▶ SOURCE PASSAGE
■ ■ ■ ■ ■ ■ ■

Texas's unconstitutional abortion "bounty" laws remain in effect pending the Supreme Court's upcoming decision later this spring, and as such we have data on how women in the state are dealing with getting the healthcare they need, either through medication-induced abortion or by going elsewhere.
In the months after Texas banned all but the earliest abortions in September, the number of legal abortions in the state fell by about half. But two new studies suggest the total number among Texas women fell by far less — around 10 percent — because of large increases in the number of Texans who traveled to a clinic in a nearby state or ordered abortion pills online.
Two groups of researchers at the University of Texas at Austin counted the number of women using these alternative options. They found that while the Texas law — which prohibits abortion after fetal cardiac activity can be detected, or around six weeks — lowered the number of abortions, it did so much more modestly than earlier measurements suggested.
Combined, the data points to what may happen to abortion access if the Supreme Court decides to overturn Roe v. Wade when it rules on another abortion law this summer. The data shows the limitations of laws restricting abortion. Yet it also shows how restrictions erect significant obstacles, which will cause some women to carry unwanted pregnancies to term.
“The law has not done anything to change people’s need for abortion care; it has shifted where people are getting their abortion,” said Kari White, principal investigator of the university’s Texas Policy Evaluation Project and the lead researcher on the new out-of-state abortion study. She expressed surprise at how few abortions were prevented by such a sweeping set of restrictions: “The numbers are way bigger than we expected. It’s pretty astounding.”
But for the architects of the Texas law, even a modest reduction in abortions is a success.
“There’s no hesitation from our side to declare this a victory for actually protecting pre-born children from elective abortion,” said John Seago, the legislative director of Texas Right to Life, who was involved in the creation of the law. “We’re realists around here, so the best we can do is incentivize women to have their children.”
Gov. Greg Abbott, a Republican who said the bill “ensures that the life of every unborn child who has a heartbeat will be saved from the ravages of abortion” when he signed it, declined to comment on the new numbers.
As state legislatures await a Supreme Court ruling and take stock of the Texas experience this year, several have passed new abortion restrictions, even if they conflict with Roe. On Thursday night, the Florida Legislature voted to ban most abortions after 15 weeks. Somewhere between 21 and 26 states are expected to ban or substantially restrict abortion if the Supreme Court permits it. On Monday, an effort by Senate Democrats to codify abortion rights into federal law failed to attract enough votes.
Each month in the period between September 2021, when the Texas law went into effect, and the end of the year, an average of 1,400 women went to one of seven nearby states, according to one of the new studies, released Sunday. That was 12 times as many as typically sought abortions out of state before the law.
The study included seven nearby states: New Mexico, Oklahoma, Louisiana, Arkansas, Kansas, Mississippi and Colorado. Nearly half of Texans who traveled went to Oklahoma, and a quarter to New Mexico. It counted Texans who visited 34 of 44 clinics, so the total was probably higher.
An average of 1,100 women ordered abortion pills online each month from Aid Access, an overseas service that sends pills in the mail while sidestepping U.S. abortion restrictions, by connecting women with European doctors and Indian pharmacies. That is more than triple the number who ordered pills in an average month before the law, according to the second study, published last week in JAMA Network Open.

■ ■ ■ ■ ■ ■ ■

▶ RECORDS PROVIDED
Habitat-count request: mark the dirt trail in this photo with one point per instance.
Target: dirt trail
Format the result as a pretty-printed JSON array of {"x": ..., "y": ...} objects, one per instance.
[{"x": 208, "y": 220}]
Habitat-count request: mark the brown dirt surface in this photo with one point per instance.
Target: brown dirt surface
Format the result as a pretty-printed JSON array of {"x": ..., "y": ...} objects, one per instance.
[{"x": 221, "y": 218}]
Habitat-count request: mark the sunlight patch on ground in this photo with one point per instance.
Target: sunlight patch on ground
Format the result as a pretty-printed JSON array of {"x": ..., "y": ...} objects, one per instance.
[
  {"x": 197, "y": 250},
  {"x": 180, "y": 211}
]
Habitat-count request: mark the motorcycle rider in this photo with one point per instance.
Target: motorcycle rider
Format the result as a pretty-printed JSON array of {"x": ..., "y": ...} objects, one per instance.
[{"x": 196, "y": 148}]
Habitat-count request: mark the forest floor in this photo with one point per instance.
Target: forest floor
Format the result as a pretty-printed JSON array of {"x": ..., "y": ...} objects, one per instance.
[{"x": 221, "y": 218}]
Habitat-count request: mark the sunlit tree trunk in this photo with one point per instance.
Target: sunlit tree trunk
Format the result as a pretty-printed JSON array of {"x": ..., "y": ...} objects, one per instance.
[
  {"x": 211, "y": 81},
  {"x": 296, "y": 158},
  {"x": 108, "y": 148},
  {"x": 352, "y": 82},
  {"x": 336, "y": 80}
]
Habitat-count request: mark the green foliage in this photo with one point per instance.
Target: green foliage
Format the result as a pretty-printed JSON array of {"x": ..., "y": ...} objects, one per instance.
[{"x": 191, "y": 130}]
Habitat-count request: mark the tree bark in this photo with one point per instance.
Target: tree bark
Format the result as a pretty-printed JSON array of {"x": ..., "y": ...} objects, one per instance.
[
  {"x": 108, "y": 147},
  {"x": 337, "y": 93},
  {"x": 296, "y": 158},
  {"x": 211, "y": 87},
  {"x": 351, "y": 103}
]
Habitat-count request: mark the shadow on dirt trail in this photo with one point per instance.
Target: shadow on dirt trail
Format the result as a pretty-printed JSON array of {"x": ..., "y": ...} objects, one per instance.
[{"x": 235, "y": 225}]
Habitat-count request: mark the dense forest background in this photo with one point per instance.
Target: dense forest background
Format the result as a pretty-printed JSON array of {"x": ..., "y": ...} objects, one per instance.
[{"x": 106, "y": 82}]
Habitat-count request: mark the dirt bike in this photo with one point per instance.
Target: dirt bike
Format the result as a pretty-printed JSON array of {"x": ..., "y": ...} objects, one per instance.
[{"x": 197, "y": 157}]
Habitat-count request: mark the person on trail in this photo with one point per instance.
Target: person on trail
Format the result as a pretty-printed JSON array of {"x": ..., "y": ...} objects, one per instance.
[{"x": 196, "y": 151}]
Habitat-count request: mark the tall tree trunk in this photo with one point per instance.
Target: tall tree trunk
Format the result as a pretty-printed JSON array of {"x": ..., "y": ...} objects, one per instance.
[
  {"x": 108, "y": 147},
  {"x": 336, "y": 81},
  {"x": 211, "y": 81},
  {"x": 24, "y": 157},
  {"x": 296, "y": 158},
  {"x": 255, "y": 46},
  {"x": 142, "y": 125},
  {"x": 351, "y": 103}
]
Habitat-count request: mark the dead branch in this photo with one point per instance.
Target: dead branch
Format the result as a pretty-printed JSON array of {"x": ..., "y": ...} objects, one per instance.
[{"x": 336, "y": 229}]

■ ■ ■ ■ ■ ■ ■

▶ WHAT YOU WILL DO
**A.** From the article on the Texas abortion law, reproduce the passage from "An average of 1,100" up to and including "JAMA Network Open.".
**B.** According to the article on the Texas abortion law, which state did nearly half of the Texans who traveled out of state for an abortion go to?

▶ RESPONSE LIST
**A.**
An average of 1,100 women ordered abortion pills online each month from Aid Access, an overseas service that sends pills in the mail while sidestepping U.S. abortion restrictions, by connecting women with European doctors and Indian pharmacies. That is more than triple the number who ordered pills in an average month before the law, according to the second study, published last week in JAMA Network Open.

**B.** Oklahoma